**Directions**
Please output exactly the run of lines that starts at the line with "hook in this photo." and ends at the last line of the records below.

-- Source data start --

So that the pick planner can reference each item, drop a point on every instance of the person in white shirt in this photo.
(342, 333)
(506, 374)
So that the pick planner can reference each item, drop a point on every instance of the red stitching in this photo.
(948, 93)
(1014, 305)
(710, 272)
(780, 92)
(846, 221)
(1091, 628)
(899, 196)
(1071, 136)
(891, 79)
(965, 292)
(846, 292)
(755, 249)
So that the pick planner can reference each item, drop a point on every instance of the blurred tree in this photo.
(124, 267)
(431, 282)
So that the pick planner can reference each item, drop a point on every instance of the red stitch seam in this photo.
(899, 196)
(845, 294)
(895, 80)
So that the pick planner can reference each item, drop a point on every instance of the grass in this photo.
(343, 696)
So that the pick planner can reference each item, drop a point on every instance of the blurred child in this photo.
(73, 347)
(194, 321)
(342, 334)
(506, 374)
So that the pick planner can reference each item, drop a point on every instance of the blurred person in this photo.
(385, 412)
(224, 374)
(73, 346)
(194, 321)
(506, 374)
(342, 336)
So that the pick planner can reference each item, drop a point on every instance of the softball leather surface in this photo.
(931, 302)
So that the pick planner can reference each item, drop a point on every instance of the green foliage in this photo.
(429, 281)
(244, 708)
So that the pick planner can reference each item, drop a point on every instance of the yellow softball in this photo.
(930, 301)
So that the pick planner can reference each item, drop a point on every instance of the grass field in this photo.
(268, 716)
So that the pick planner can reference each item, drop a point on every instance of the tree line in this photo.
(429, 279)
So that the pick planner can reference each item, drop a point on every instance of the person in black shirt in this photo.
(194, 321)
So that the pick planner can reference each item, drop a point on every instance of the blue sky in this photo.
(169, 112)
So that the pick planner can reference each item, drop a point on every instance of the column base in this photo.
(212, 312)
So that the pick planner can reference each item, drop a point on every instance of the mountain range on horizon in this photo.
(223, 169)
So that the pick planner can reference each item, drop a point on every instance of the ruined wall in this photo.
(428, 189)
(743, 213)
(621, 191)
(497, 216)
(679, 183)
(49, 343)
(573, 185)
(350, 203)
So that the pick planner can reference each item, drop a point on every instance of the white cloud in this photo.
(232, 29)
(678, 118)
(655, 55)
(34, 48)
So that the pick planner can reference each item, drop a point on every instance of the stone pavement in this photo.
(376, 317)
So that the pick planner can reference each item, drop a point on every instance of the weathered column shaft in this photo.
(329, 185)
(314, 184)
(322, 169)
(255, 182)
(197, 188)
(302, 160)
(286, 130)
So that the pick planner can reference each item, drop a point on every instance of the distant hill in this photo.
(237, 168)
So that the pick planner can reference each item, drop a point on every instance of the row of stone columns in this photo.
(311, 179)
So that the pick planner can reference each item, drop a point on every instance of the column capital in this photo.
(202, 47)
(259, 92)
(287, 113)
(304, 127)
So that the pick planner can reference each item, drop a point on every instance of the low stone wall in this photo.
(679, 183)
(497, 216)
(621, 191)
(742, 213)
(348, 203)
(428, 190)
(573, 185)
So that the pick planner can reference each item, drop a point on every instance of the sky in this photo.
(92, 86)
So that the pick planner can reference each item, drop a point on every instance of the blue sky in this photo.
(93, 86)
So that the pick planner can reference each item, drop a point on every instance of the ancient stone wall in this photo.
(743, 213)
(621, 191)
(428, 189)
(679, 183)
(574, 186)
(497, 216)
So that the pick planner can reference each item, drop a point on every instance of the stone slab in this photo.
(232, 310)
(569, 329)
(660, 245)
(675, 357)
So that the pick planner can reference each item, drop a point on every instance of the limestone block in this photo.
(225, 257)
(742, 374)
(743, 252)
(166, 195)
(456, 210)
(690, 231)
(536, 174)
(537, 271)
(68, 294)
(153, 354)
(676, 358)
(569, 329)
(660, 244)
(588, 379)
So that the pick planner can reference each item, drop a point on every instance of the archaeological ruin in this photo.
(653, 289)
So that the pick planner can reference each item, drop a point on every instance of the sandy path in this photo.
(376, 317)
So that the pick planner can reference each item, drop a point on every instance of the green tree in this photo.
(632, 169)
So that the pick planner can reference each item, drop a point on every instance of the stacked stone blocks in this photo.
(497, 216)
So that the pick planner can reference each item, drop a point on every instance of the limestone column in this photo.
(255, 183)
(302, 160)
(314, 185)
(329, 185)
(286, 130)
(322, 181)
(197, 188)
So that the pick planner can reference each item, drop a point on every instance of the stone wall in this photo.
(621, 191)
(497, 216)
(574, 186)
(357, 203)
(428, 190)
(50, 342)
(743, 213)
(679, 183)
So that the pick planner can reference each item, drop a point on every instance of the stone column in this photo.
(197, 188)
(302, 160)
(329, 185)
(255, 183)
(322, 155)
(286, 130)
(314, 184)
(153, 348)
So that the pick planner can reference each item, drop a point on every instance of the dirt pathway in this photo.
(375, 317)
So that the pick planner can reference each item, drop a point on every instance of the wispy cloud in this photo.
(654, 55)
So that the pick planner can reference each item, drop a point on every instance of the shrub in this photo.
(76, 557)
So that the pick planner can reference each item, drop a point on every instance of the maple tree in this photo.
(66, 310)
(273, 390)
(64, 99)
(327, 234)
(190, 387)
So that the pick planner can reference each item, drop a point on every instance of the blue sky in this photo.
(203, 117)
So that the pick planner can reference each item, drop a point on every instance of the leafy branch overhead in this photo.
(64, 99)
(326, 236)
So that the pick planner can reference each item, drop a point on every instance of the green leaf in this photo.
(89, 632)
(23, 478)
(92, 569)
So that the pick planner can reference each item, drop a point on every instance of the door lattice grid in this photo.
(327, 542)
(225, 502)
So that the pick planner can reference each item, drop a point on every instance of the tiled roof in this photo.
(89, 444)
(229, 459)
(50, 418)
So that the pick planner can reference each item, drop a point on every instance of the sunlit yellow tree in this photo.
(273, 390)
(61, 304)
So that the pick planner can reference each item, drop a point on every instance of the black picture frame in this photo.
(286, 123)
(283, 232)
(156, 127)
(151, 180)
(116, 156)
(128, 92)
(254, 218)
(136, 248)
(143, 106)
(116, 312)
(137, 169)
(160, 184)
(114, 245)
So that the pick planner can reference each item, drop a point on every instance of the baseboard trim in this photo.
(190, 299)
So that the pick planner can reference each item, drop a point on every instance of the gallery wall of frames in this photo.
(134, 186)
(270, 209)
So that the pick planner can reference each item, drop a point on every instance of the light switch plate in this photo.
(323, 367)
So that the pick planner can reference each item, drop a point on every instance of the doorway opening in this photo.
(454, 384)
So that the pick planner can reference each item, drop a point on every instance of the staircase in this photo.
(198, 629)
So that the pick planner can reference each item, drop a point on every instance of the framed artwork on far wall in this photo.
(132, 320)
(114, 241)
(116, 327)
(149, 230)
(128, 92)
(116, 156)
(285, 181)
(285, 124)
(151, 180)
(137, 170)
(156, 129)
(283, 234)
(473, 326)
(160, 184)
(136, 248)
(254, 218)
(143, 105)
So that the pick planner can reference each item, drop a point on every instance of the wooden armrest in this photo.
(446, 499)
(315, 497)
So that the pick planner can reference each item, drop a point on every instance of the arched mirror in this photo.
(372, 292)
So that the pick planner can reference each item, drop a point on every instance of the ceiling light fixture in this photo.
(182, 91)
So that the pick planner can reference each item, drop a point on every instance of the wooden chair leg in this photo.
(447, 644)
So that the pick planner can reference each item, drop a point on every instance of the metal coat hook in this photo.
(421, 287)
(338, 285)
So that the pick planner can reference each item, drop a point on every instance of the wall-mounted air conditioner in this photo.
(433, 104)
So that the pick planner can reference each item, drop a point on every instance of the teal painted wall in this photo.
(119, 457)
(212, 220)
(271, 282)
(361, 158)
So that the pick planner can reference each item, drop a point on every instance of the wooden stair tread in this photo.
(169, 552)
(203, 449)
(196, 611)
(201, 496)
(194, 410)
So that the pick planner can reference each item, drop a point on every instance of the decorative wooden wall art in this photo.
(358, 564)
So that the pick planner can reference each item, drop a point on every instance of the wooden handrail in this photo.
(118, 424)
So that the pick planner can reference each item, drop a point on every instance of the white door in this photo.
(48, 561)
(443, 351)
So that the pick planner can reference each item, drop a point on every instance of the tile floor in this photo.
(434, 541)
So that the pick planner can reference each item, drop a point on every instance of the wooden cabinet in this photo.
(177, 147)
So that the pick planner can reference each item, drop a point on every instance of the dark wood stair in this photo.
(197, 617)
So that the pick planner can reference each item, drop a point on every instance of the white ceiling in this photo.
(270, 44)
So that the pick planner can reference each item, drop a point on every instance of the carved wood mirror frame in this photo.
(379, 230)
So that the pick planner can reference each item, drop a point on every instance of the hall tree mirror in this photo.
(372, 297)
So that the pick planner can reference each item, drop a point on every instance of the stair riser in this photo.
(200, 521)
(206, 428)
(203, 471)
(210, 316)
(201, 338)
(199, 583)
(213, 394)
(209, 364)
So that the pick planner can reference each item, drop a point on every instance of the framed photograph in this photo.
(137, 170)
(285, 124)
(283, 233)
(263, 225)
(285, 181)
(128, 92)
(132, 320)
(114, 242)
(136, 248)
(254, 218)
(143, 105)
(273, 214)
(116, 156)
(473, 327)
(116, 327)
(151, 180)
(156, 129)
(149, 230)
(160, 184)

-- Source data end --

**Output below**
So that the pick planner can reference each item, drop a point on every instance of the metal coat hook in this photo.
(421, 287)
(338, 285)
So that the pick planner can reference each item, drop a point on every instance of the wall-mounted air conditioner in this photo.
(433, 104)
So that the pick planner can reference each item, drop a point on every instance of the teal painted wall in this photo.
(119, 457)
(212, 220)
(271, 282)
(361, 158)
So that the pick planner can reference each item, drop a point on every instance of the wooden stair tread in this photo.
(169, 552)
(203, 449)
(196, 611)
(201, 496)
(194, 410)
So that the pick planner can reference each item, drop a point on every instance of the decorative wooden wall art in this photo.
(358, 564)
So that the pick planner can reference each item, drop a point on every instance of the wooden handrail in this photo.
(118, 424)
So that the pick planner can reference each item, drop a point on every instance of the white door in this photo.
(48, 561)
(443, 351)
So that the pick planner can reference each item, drop a point on every instance of the tile floor in this photo.
(434, 541)
So that the pick planner can reference each item, drop a point on every instance of the wooden cabinet in this photo.
(177, 147)
So that the pick planner can reference each item, drop a point on every instance of the dark wood stair in this photo.
(197, 617)
So that the pick planner can reference each item, drop a point on every instance of the white ceiling in this photo.
(270, 44)
So that the pick planner can reference each item, drop a point on every instance of the carved wood mirror frame in this photo.
(379, 230)
So that the pick planner can reference each item, drop a point on every instance of the hall tree mirror in this photo.
(372, 297)
So that the pick planner can reference each item, drop a point on every instance of the stair riser in this photo.
(200, 521)
(206, 428)
(203, 471)
(210, 316)
(201, 338)
(199, 583)
(213, 394)
(209, 364)
So that the pick planner can reference each item, drop a point on every instance of the framed photograph in this photo.
(137, 170)
(285, 124)
(283, 233)
(263, 225)
(285, 181)
(128, 92)
(132, 320)
(114, 242)
(136, 248)
(254, 218)
(143, 105)
(273, 214)
(116, 156)
(473, 327)
(116, 327)
(151, 180)
(156, 129)
(149, 230)
(160, 184)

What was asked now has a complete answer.